▸ SELECTION
For a constant local variable, I don't know that there's any clear guarantee that all uses of the variable will be inlined with the value of the constant, as this doesn't really create a clear observable effect. (There's no way to recompile the variable without recompiling the method that uses it.) There are other effects that depend on whether the variable is constant or not, but I don't think they will tell us whether the value has necessarily been inlined. I suspect that yes it has been inlined, but I don't think there's a guarantee for a local variable. Not sure it really matters.

[Joyce]: If so, why declaring class-level constant is more readable than at method-level?

I'm not convinced it is. If the constant is only used in one method, I'm inclined to define it where it's used, locally. One possible reason to put it at class level is because that's where come other people may expect to find it, and following expectations is usually a good thing in collaborative development. If indeed it's a reasonably well-established expectation, and I don't think this one is. Some people might expect it to be local, and others class level.

▸ PROMPT
Set down the passage on local constants word for word, from "I'm not convinced" up to and including "others class level.".

▸ RECORDED DATA
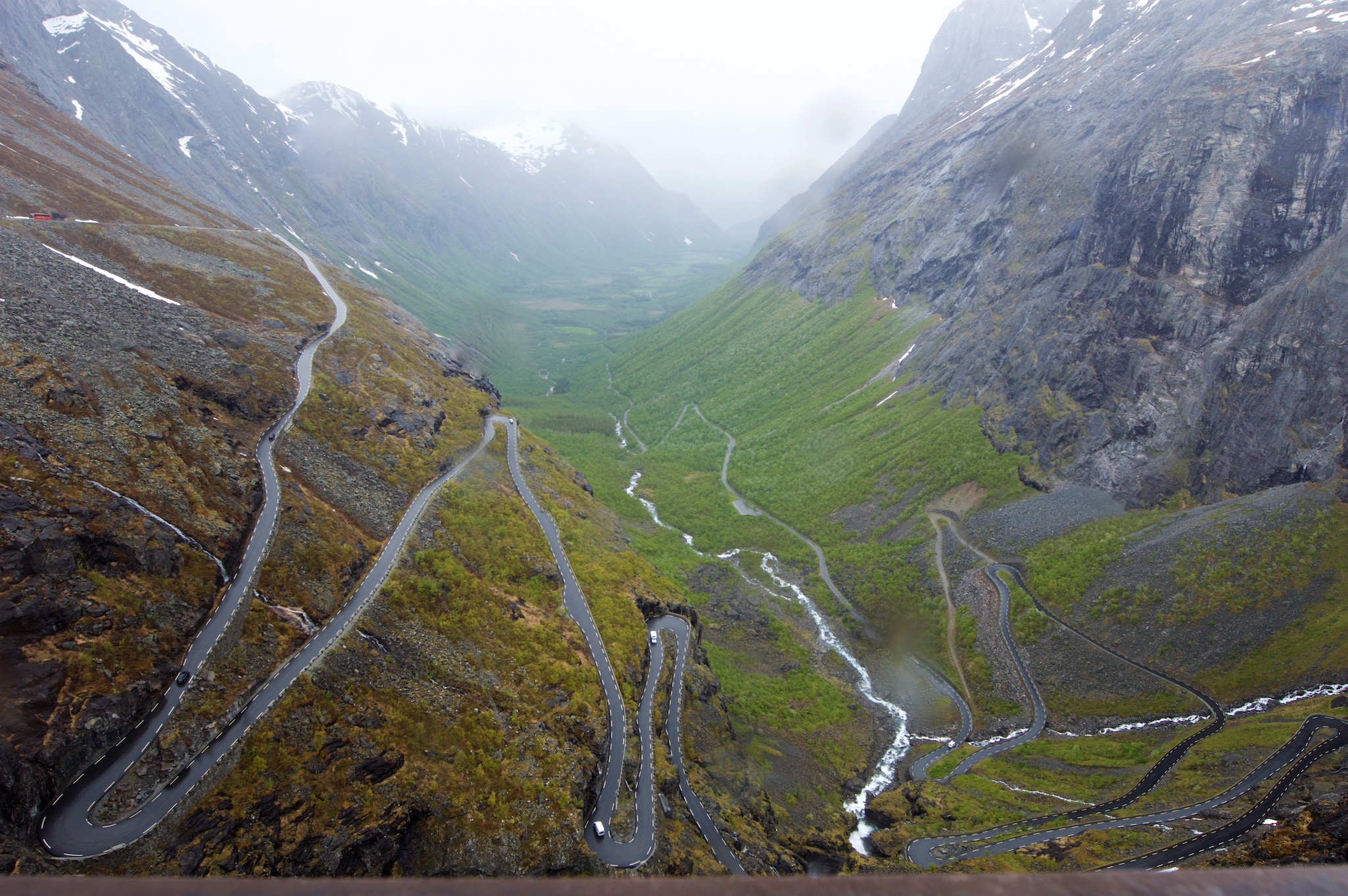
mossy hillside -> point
(1218, 575)
(378, 364)
(1087, 770)
(802, 463)
(1061, 569)
(327, 535)
(472, 676)
(137, 621)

▸ SOLUTION FOR THIS PROBLEM
I'm not convinced it is. If the constant is only used in one method, I'm inclined to define it where it's used, locally. One possible reason to put it at class level is because that's where come other people may expect to find it, and following expectations is usually a good thing in collaborative development. If indeed it's a reasonably well-established expectation, and I don't think this one is. Some people might expect it to be local, and others class level.